■ Required work
For each statement, say yes or no to whether it agrees with the BB gun memory, and quote the words from it that decide: (a) all of the narrator's friends owned pellet guns, (b) the BB gun the narrator wanted was a rifle, (c) the narrator had wanted a BB gun for at least six months before that summer.

■ Selected passage

BEGIN

Childhood Memory: Daisy BB Gun
NOTE: These short memory stories, dropped in as they are to my Ask Maxwell column, do serve a purpose. While definitely different, my aim is to provide context for what we were thinking when we were children, which will help us to understand our own children. I find that in going back into my own childhood and sharing stories of my own struggles and what I was thinking at the time has been very helpful in connecting with my own daughter as she has grown. I would urge you to take these a little bits of inspiration to share your own childhood stories with your kids at bedtime. I guarantee you will receive rapt attention. 🙂
There was a year in my childhood when, after many years of being satisfied with sticks and cap guns, I suddenly thought about wanting a gun that shot something other than rubber bands. Not a real gun, mind you, but a BB gun, a rifle for sure, exactly what the cowboys had, so I could join them as they rode powerfully across the plains. While it wasn’t even on the horizon six months earlier, now it was and that summer I desperately wanted a BB gun. Some of my friends already had them and a few even had the more powerful version – the pellet gun – which shot thick lead pellets. While BB’s couldn’t really hurt you, pellets could and they were far better at staying on target and really kicking a tin can up in the air. But cowboys didn’t have pellet guns. Real cowboys had Daisy BB rifles.

END

(Spatial localization data)
BEGIN

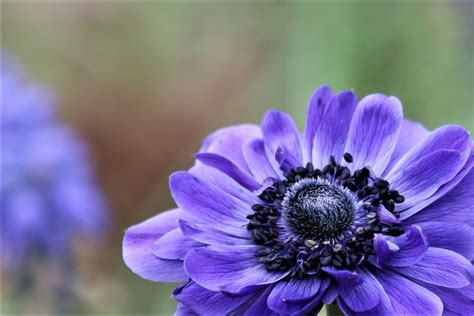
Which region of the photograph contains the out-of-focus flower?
[123,86,474,315]
[0,53,106,269]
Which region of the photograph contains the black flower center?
[247,153,404,278]
[283,179,354,240]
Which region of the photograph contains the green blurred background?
[2,1,474,314]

END

■ Exercise output
(a) No: "Some of my friends already had them and a few even had the more powerful version – the pellet gun"
(b) Yes: "a BB gun, a rifle for sure"
(c) No: "While it wasn’t even on the horizon six months earlier"